- **Listed entries**
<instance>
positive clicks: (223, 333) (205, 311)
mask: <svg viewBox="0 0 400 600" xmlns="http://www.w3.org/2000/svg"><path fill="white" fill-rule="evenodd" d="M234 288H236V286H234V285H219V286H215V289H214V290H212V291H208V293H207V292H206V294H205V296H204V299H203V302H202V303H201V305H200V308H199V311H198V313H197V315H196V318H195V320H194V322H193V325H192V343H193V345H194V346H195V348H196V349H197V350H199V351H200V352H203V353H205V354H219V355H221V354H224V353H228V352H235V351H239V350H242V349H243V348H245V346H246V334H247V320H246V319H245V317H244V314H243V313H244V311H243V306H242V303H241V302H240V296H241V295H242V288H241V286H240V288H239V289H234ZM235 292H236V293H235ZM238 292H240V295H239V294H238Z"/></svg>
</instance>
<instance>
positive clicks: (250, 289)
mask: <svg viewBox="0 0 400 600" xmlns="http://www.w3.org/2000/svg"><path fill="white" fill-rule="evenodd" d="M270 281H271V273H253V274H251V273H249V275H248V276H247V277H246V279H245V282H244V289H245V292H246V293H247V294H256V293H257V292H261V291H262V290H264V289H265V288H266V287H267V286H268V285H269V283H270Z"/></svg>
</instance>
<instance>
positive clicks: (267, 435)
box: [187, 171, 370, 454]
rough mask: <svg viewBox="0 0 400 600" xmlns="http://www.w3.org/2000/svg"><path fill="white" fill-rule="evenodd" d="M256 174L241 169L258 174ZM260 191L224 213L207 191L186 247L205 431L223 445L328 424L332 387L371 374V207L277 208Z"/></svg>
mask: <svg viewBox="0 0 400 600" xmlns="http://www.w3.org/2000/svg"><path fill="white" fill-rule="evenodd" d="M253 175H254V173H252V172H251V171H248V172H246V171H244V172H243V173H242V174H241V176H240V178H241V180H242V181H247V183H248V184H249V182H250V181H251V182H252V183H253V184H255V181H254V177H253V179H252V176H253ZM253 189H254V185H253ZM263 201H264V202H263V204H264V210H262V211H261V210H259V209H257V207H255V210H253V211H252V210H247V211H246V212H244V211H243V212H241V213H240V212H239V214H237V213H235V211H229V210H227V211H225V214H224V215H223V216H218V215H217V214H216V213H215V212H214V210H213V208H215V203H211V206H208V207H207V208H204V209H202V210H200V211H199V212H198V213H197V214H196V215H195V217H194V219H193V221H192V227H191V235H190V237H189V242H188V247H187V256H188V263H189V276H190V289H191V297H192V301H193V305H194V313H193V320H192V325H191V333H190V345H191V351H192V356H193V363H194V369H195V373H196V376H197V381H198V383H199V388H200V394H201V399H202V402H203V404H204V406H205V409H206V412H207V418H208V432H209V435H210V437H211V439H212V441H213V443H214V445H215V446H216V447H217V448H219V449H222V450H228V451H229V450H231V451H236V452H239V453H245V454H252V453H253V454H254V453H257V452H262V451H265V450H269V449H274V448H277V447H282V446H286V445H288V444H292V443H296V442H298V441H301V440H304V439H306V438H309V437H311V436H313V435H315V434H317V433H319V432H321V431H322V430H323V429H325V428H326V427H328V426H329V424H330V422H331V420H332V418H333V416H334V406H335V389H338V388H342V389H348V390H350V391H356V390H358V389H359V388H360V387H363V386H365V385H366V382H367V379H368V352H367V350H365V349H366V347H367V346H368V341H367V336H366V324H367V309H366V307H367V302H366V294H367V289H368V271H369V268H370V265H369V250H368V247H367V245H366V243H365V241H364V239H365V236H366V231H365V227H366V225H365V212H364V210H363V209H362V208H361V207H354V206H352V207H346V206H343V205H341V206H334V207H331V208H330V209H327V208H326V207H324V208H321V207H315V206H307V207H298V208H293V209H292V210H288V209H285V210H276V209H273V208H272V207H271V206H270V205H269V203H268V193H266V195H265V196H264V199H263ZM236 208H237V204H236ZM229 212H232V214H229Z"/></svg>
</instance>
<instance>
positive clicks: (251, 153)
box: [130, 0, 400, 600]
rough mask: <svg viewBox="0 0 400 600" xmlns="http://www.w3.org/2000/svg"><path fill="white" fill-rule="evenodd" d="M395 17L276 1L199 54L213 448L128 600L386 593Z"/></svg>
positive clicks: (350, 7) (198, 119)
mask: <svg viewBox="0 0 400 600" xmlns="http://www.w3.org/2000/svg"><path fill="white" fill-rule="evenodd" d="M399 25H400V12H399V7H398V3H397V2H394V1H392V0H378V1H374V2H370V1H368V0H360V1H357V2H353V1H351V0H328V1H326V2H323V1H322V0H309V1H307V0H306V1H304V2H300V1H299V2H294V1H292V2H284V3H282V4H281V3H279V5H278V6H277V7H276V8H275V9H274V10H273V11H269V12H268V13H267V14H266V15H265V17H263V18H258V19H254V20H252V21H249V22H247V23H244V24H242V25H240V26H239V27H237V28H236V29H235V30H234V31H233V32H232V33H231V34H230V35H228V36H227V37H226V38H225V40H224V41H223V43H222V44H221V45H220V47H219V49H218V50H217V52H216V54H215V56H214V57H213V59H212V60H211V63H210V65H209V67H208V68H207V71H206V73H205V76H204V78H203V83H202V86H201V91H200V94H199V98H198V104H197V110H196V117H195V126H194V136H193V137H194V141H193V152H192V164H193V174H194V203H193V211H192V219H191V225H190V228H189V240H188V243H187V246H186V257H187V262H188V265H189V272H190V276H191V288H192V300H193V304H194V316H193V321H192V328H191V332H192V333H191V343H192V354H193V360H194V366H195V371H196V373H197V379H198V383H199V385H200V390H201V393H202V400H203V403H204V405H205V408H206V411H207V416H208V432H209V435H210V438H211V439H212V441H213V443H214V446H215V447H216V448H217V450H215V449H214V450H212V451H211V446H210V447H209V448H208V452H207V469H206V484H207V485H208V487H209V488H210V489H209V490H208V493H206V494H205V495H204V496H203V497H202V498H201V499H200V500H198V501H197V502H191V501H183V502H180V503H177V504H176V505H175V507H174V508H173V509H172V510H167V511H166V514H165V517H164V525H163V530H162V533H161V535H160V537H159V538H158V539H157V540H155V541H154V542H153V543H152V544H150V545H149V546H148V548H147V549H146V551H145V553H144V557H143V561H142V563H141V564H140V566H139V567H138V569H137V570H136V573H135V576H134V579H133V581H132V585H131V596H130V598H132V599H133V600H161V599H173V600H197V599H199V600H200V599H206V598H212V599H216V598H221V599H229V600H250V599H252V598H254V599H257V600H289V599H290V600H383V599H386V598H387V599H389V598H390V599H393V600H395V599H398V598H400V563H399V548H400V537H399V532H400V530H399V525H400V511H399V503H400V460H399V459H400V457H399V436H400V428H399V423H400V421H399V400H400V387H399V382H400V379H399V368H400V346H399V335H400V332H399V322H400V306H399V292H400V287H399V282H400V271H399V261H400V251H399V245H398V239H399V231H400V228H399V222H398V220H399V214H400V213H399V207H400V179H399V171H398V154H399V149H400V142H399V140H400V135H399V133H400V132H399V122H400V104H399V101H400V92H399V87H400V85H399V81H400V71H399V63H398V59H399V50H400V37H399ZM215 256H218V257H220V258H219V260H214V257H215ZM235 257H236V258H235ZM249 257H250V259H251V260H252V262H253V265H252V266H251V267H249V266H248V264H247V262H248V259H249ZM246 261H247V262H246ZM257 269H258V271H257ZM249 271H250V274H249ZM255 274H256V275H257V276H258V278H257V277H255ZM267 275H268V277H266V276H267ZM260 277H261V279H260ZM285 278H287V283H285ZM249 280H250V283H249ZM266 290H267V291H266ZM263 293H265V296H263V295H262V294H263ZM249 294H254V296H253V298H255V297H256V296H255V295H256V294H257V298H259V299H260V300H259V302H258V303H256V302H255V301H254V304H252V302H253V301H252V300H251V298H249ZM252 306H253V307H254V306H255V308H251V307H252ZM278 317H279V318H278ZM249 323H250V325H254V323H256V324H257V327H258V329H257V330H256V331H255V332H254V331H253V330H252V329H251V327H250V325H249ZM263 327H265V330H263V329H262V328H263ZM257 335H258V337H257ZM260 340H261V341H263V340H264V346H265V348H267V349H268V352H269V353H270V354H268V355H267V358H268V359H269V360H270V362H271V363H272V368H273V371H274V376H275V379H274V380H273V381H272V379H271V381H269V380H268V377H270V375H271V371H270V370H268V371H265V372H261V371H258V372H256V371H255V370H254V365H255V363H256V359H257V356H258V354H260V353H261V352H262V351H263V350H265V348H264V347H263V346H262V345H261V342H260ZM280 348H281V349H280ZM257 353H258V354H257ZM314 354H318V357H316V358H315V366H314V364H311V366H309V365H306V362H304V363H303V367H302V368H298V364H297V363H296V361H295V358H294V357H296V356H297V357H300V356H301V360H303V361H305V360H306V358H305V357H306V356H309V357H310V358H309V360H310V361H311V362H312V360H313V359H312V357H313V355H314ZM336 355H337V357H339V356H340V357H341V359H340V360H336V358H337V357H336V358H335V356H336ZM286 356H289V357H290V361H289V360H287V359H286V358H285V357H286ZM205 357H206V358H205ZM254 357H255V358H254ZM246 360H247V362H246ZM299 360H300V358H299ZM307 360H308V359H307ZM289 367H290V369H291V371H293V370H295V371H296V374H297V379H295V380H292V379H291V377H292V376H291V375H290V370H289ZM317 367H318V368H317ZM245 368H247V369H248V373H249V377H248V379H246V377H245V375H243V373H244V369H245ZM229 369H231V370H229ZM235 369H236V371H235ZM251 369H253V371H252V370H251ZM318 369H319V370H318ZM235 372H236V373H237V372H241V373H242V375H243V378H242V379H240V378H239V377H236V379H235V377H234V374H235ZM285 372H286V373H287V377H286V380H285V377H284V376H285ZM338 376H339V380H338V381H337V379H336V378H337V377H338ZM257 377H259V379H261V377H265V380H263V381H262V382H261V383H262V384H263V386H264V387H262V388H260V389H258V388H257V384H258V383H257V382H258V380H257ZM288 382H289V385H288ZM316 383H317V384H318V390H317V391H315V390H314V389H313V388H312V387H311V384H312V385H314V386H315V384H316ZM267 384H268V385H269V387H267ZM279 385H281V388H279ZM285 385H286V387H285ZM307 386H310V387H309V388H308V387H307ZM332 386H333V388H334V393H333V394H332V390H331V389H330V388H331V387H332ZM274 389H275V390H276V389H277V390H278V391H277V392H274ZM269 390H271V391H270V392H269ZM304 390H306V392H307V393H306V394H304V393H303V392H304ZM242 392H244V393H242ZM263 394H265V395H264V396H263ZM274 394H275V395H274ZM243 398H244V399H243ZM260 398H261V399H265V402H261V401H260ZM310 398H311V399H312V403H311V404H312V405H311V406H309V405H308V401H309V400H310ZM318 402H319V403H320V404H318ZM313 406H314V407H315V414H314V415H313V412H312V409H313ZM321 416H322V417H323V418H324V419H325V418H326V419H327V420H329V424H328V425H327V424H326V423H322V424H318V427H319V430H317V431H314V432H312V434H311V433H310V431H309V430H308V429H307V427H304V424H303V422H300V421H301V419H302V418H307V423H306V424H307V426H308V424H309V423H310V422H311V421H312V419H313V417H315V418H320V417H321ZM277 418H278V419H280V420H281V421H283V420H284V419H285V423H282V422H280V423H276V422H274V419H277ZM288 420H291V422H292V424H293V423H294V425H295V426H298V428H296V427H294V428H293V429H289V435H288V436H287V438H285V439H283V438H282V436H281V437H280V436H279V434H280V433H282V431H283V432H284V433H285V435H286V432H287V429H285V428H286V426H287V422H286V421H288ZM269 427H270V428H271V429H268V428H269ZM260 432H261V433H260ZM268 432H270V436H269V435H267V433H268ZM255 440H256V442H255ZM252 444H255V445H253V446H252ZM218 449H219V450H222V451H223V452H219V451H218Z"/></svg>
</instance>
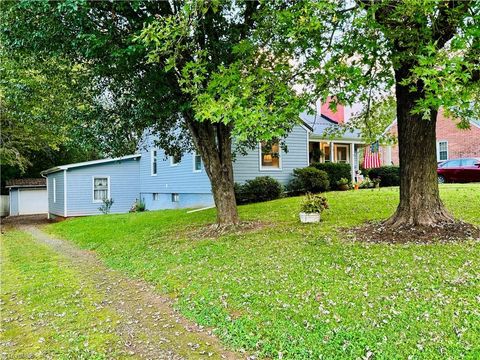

- **What is needed**
Only lines containing the word "positive" should appear in the answer, and every such line from the records above must be there.

- **Problem solution**
positive clicks: (223, 333) (205, 311)
positive clicks: (250, 289)
positive clicks: (267, 435)
positive clicks: (251, 153)
positive clicks: (350, 7) (198, 119)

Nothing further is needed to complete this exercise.